Task — Extract each line of the records below that contains the string "doorway", treating uppercase and lowercase letters as distinct.

(Records drawn from a data source)
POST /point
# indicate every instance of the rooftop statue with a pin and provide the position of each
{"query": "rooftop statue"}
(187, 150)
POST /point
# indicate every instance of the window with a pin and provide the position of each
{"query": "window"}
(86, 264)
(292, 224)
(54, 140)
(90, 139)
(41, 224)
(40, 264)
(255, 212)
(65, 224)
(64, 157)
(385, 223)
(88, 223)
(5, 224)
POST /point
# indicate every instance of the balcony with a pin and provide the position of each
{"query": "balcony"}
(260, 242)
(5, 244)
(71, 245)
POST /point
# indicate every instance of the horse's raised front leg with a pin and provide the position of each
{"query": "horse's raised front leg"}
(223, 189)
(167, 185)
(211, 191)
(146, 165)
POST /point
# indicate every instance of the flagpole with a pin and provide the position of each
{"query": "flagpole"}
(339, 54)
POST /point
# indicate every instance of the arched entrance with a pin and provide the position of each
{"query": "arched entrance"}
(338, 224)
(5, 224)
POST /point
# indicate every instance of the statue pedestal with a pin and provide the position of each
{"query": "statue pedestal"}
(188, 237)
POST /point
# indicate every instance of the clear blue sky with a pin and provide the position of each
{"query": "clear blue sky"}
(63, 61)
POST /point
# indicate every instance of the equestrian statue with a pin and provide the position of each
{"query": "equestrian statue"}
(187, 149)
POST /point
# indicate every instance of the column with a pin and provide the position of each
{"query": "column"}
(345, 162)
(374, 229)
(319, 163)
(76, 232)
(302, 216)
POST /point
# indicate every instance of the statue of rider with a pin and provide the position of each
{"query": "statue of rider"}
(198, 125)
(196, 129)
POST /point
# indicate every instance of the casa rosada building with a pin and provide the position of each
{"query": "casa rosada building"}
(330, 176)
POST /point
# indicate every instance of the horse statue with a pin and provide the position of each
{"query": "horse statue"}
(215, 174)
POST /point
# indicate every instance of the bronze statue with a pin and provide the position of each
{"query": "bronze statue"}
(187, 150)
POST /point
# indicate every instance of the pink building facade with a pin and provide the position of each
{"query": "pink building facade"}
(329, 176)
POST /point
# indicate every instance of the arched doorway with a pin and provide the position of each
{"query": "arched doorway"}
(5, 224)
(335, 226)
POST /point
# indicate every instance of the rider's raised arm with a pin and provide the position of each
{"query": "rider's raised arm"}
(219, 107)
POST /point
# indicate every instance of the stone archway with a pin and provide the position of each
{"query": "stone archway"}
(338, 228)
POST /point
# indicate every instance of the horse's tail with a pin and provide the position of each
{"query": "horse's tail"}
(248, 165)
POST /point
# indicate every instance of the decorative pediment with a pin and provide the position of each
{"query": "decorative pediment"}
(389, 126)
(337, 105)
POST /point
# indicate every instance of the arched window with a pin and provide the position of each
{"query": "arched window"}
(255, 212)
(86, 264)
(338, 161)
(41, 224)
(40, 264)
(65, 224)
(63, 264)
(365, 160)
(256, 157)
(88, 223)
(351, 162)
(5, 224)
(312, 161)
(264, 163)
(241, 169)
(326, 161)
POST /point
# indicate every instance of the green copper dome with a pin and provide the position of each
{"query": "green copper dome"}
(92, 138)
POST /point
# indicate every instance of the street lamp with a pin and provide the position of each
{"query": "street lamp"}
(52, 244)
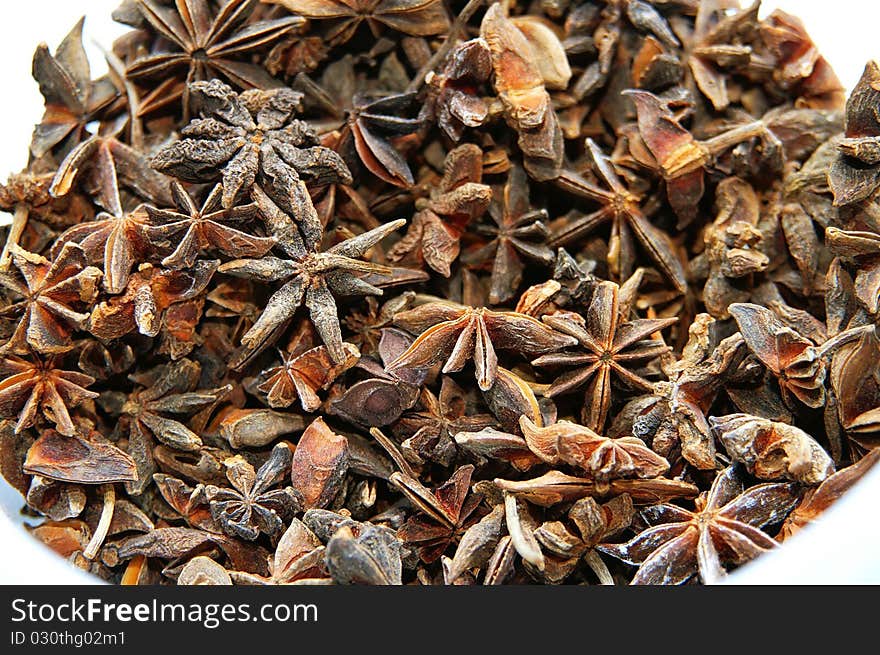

Finished answer —
# indicate every instance of the arched doorway with a pin and provide the position of each
{"query": "arched doorway"}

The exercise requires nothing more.